Repeat precisely the span of lines below that opens with the line containing "Target: car windshield" and closes with the line containing "[pin] racing tire", both included.

▶

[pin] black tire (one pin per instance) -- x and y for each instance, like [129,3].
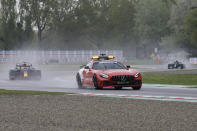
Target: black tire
[78,78]
[170,67]
[95,81]
[137,88]
[118,88]
[11,74]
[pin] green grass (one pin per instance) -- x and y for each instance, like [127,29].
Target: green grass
[20,92]
[167,78]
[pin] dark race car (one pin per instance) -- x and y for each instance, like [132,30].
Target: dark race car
[24,71]
[176,65]
[103,71]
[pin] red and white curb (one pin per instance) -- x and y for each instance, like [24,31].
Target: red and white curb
[143,97]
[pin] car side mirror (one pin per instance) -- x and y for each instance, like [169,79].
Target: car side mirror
[87,67]
[128,66]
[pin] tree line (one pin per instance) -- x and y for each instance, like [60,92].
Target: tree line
[97,24]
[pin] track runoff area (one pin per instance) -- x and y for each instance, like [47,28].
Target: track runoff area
[61,79]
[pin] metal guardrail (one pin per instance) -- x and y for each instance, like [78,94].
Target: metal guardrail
[55,57]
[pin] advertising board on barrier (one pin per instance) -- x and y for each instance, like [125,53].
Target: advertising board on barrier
[193,60]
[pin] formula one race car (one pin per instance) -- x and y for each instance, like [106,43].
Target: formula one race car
[24,71]
[104,71]
[176,65]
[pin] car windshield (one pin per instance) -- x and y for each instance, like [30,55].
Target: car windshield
[104,66]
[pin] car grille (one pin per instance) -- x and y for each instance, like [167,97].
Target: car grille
[122,78]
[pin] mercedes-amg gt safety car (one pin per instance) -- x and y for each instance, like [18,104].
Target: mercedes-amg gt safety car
[103,71]
[176,65]
[24,71]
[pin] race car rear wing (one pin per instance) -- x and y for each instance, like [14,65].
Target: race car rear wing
[103,57]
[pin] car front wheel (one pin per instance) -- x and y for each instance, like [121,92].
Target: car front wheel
[136,88]
[95,81]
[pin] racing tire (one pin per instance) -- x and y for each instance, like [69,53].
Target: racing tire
[118,88]
[79,83]
[137,88]
[95,81]
[11,78]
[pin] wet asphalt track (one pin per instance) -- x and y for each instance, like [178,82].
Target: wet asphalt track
[58,81]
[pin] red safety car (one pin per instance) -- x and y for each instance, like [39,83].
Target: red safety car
[104,71]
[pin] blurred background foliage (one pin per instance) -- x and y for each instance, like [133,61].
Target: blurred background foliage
[98,24]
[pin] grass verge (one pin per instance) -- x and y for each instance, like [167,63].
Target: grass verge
[14,92]
[173,79]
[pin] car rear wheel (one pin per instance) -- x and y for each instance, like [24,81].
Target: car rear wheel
[78,78]
[136,88]
[95,81]
[118,88]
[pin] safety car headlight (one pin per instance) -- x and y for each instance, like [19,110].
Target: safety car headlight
[137,75]
[104,75]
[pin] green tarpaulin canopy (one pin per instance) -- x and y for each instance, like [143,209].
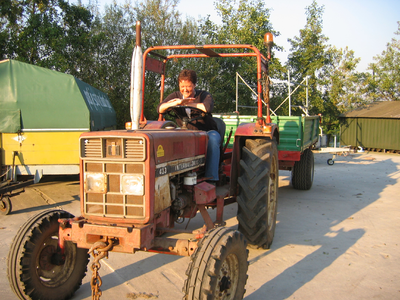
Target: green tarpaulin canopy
[38,99]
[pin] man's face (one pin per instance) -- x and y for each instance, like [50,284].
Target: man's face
[186,87]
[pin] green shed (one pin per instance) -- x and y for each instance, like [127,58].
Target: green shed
[375,126]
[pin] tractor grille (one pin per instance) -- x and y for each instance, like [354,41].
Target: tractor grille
[112,160]
[113,148]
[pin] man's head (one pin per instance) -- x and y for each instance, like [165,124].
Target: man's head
[187,80]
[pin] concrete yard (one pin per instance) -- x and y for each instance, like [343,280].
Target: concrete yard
[339,240]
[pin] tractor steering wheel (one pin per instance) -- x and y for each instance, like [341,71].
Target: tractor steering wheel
[174,112]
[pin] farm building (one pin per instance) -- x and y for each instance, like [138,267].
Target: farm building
[42,115]
[374,127]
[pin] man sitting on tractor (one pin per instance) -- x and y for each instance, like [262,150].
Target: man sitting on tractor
[199,118]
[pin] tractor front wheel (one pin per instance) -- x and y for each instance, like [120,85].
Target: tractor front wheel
[218,267]
[37,269]
[5,205]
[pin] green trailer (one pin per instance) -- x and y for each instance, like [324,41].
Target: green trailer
[297,135]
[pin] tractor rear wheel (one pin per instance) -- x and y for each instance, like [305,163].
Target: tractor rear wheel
[36,267]
[258,192]
[218,267]
[303,171]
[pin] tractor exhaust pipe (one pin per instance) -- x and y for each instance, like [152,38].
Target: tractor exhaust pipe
[136,80]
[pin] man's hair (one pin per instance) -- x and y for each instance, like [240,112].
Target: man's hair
[186,74]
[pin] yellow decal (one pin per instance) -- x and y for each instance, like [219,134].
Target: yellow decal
[160,151]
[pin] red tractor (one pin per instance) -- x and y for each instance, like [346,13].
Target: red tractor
[136,183]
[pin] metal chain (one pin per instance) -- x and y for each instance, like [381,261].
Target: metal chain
[96,282]
[99,250]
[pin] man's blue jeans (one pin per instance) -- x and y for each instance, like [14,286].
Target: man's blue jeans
[213,154]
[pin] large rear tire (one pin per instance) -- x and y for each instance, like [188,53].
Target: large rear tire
[218,267]
[258,192]
[36,268]
[303,171]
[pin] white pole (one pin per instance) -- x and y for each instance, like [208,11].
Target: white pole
[290,99]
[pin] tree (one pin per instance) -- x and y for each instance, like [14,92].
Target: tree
[386,72]
[311,57]
[49,33]
[243,22]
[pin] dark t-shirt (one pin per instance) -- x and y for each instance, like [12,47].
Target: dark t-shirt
[206,123]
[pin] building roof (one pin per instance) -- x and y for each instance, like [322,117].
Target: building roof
[35,98]
[380,109]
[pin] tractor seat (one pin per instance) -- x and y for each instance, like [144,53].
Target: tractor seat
[221,128]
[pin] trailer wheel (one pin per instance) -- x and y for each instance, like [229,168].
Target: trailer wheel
[5,205]
[218,267]
[258,192]
[303,171]
[36,268]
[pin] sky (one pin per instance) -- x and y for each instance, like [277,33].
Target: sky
[364,26]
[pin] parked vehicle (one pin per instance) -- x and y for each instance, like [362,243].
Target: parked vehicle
[297,135]
[136,183]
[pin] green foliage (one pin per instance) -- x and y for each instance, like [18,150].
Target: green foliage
[242,22]
[49,33]
[97,48]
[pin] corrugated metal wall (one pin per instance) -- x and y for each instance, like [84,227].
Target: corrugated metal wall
[370,133]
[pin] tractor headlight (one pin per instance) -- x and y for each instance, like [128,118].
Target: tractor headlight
[95,183]
[132,184]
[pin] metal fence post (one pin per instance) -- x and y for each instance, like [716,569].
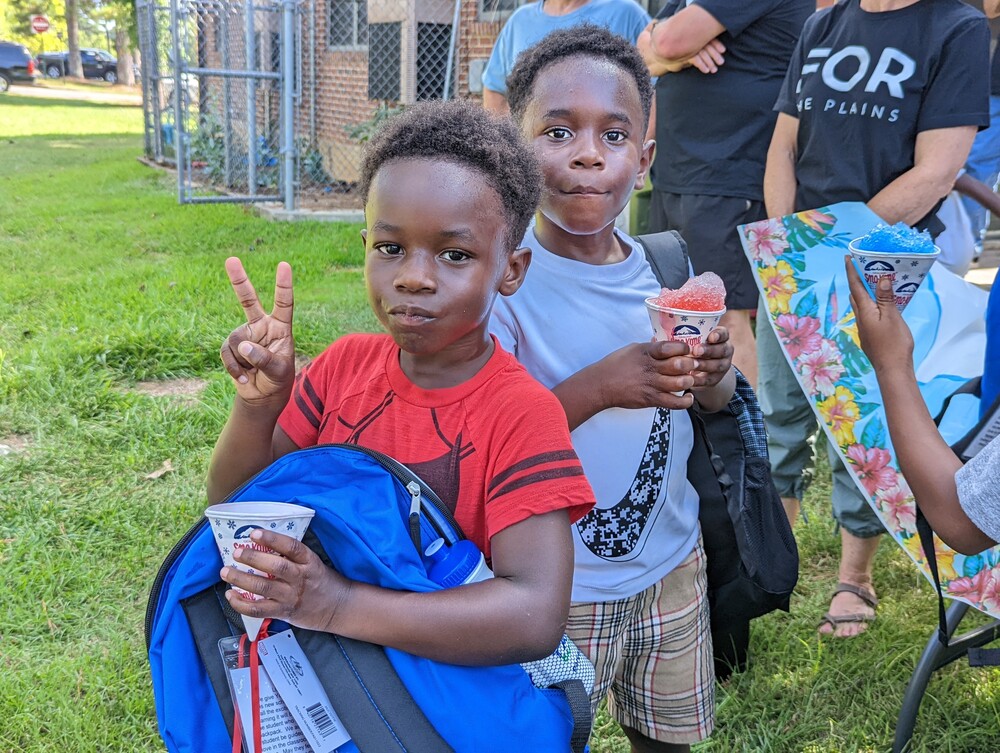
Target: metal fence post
[178,83]
[288,99]
[251,48]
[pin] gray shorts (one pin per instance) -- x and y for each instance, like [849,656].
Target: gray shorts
[708,224]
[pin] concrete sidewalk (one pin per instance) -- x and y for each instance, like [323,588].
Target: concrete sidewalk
[119,96]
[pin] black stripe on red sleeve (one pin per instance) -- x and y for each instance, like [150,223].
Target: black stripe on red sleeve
[538,477]
[546,457]
[310,392]
[304,408]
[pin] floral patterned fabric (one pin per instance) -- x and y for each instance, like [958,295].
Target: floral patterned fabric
[799,261]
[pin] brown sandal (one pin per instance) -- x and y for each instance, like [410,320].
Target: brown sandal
[864,594]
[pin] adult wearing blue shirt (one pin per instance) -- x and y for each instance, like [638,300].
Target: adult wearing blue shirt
[720,65]
[529,23]
[881,103]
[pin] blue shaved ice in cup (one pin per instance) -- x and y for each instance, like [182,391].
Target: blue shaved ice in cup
[898,251]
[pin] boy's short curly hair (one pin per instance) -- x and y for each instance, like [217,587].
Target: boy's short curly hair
[585,40]
[463,133]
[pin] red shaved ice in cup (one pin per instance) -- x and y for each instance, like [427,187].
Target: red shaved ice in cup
[898,252]
[689,313]
[233,522]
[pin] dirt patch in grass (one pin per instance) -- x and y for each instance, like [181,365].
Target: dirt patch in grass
[182,391]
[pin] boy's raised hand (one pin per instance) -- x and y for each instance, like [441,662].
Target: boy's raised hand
[260,355]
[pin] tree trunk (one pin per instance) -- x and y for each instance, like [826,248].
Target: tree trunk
[123,50]
[72,38]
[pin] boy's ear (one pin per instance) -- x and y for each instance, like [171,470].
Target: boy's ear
[518,262]
[645,160]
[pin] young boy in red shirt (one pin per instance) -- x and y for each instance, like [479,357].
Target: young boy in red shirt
[449,191]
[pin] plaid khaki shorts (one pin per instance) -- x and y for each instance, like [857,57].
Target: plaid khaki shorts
[653,654]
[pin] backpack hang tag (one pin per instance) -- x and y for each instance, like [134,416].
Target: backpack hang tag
[279,731]
[295,681]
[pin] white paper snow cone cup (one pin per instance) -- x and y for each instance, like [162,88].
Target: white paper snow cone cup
[906,270]
[678,325]
[691,327]
[233,522]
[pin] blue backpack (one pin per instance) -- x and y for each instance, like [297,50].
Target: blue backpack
[373,519]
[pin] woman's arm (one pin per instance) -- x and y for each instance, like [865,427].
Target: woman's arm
[938,156]
[779,172]
[926,460]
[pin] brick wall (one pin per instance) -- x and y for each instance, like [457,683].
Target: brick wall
[336,98]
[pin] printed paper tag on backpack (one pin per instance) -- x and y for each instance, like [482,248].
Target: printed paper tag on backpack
[295,681]
[279,732]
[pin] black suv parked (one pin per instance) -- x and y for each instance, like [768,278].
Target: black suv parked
[16,65]
[96,64]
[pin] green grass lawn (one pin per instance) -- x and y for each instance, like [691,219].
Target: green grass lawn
[106,284]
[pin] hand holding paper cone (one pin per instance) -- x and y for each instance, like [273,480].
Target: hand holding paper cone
[237,528]
[291,583]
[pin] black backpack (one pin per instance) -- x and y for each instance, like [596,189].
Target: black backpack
[753,561]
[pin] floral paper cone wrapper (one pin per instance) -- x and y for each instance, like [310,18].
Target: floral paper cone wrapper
[233,522]
[906,271]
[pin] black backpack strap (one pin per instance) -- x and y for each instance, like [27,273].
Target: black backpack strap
[579,707]
[666,253]
[376,708]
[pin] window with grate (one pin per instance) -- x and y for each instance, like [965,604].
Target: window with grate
[347,23]
[497,10]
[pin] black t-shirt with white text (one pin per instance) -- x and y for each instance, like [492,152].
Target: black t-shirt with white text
[713,130]
[863,85]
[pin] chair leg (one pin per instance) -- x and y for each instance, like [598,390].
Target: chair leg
[935,656]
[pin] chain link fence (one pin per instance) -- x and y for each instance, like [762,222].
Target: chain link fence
[273,101]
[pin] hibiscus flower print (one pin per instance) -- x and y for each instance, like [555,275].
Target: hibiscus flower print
[779,286]
[872,467]
[898,507]
[799,334]
[840,412]
[971,588]
[991,589]
[821,368]
[766,240]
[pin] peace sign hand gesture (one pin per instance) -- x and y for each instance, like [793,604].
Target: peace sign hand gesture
[260,355]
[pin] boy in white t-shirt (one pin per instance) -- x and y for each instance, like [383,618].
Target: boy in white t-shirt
[579,325]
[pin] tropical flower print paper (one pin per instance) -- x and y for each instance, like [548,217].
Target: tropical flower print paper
[799,264]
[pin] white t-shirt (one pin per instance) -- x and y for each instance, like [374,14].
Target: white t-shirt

◀

#### Exercise solution:
Target: car windshield
[104,66]
[pin] car grille (one pin per instance) -- x and y for each instance, like [167,97].
Target: car grille
[122,78]
[pin] mercedes-amg gt safety car (one pin per instance) -- x and y for each instance, like [18,104].
Target: mercedes-amg gt safety car
[103,71]
[176,65]
[24,71]
[pin] race car rear wing (one pin per instance) -- x and y for each instance, like [14,65].
Target: race car rear wing
[103,57]
[pin] car front wheel (one pin per instance) -- x and y for each instance, like [121,92].
Target: car front wheel
[136,88]
[95,81]
[pin] racing tire (one pin per instance) -- x and y for each instance, like [69,53].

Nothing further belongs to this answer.